Texto fornecido:

A Débora sabia que na manhã seguinte ia apanhar, por motivo real ou imaginado, mas não só estava disposta a pagar o preço como a considerá-lo justo. Amava o seu carcereiro com devoção e orgulho. Louvava-lhe a têmpera, contava de ele ter atravessado intacto uma infância mal amada, depois uma juventude de penúria, mil infortúnios e indignidades, e ao cabo de tudo, assim que se fez homem, com quase nada nas mãos construíra aquela casa. Desde então, nem um dia de férias. Tudo para a criar, mantê-la em escola privada, dar-lhe a carta, o ensino superior e tudo o mais que ela precisasse, filha única, princesa, joia do seu coração. Sair é que nem pensar, que tirasse a ideia de namorar ou exibir-se em esplanadas, festas e discotecas. Muitas vezes, incapaz de engolir as ganas de liberdade, a Débora virava-se a ele mesmo sabendo que levaria o troco na pele e de cinto. E se depois lamentava não era pela dor da tareia, mas pela certeza absoluta e quase feliz de que não se paga com insurreição àqueles a quem tudo devemos. Então, chorava o arrependimento no colo da mãe, uma santa que a ensinava a levar pela calada a água ao seu moinho. 
Por isso, quando a certa altura – fatal como o destino – a Débora me pedia imita o sotaque lá da tua terra para o meu pai ouvir, ó pai, é tão cómico como as pessoas falam no interior, como se eu fosse um macaco migrado de lonjuras atrasadas e incivilizadas, eu chegava a perguntar-me se os meus pais, sempre tão cheios de justiça, sensatez e diálogo, me teriam educado convenientemente.

16.4.21

Como uns se lançam em limpezas e arrumações frenéticas para enganar o caos que vai no seu íntimo, eu meto-me a restaurar velharias para amaciar as penas que sinto pelo correr do tempo. Quando a imaginação está um antro de fantasmas e más companhias, vale-nos o domínio sobre o espaço e a matéria. Uma ferramenta na mão – e dá no mesmo uma esfregona, um bisturi, uma trincha, uma caneta, um cinzel ou uma enxada – torna possível ludibriar quase toda a realidade. 

10.4.21

Vivo num país onde mais rapidamente se é apedrejado pelas opiniões que se dá do que punido pelos crimes que se comete. Aqui, dorme melhor quem rouba do que quem pensa. 

7.4.21

 – Então, eu também tenho os meus defeitos, mas ao menos admito-os.

Dados fornecidos:

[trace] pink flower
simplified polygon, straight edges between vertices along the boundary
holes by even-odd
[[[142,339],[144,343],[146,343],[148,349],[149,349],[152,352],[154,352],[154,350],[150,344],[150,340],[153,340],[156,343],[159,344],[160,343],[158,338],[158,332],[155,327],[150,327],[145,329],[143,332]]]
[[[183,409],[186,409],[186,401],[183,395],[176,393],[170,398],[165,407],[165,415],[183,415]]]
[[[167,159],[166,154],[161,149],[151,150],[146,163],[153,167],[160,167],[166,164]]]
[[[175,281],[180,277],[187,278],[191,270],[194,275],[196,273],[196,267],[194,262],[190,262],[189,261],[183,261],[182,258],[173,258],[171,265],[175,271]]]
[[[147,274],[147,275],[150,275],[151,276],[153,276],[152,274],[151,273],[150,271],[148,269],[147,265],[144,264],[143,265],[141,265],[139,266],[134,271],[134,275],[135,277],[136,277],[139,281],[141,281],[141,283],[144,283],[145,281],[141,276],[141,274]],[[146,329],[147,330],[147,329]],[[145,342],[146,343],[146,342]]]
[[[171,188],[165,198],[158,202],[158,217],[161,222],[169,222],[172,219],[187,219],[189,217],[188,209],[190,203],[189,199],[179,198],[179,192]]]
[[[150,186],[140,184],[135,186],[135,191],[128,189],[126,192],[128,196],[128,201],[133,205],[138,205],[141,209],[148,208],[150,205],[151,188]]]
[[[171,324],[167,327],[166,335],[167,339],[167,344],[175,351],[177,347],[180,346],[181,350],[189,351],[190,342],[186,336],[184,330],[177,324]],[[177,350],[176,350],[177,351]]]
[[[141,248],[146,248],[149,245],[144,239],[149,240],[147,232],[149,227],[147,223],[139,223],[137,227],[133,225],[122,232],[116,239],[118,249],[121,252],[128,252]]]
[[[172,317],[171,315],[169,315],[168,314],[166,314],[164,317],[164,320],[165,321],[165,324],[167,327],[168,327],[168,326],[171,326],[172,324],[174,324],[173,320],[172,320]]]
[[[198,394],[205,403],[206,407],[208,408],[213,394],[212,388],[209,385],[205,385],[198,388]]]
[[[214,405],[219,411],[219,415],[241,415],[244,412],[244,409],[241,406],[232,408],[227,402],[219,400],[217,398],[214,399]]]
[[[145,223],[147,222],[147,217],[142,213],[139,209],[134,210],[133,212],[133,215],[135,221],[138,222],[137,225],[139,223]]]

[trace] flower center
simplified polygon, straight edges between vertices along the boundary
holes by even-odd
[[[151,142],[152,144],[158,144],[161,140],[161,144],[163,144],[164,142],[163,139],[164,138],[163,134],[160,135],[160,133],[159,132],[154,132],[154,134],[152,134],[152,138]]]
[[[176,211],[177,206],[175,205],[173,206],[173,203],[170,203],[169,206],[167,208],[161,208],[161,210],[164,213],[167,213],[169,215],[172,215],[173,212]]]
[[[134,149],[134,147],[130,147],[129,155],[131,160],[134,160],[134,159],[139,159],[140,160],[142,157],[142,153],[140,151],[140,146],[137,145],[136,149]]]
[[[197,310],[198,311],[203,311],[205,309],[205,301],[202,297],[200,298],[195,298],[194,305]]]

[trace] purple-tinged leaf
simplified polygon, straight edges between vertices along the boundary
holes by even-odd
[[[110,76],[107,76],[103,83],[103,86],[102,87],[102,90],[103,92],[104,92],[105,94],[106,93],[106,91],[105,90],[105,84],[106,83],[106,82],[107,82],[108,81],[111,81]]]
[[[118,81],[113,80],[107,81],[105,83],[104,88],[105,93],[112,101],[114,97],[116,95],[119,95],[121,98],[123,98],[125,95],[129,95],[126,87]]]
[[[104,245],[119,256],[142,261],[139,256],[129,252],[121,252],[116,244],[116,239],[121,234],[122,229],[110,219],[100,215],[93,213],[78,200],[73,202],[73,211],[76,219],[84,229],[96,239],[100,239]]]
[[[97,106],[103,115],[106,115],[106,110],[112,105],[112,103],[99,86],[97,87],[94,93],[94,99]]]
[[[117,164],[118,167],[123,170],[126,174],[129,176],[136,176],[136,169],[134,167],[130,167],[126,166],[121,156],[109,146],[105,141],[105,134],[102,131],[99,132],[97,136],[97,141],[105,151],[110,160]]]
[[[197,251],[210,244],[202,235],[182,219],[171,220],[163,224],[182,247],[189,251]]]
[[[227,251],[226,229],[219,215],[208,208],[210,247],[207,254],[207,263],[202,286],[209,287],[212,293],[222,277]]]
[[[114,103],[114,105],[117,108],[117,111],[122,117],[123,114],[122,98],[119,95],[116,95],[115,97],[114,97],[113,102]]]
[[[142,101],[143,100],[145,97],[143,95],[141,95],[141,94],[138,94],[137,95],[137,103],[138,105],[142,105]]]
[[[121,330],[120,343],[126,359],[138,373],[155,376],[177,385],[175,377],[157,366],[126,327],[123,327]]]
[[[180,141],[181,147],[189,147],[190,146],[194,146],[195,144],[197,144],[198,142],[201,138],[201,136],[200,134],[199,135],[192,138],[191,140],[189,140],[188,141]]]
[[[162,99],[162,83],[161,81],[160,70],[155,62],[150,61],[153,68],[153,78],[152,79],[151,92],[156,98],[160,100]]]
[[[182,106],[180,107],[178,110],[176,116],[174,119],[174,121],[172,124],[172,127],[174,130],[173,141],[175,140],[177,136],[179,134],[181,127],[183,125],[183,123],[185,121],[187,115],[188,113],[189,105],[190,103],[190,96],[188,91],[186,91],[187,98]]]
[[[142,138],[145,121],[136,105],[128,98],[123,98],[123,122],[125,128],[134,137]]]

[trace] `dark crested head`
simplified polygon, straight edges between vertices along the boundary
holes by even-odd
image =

Tarefa proposta:
No texto fornecido, o que faz quem narra para amaciar as penas que sente pelo correr do tempo?

Resposta escrita:
Restaura velharias.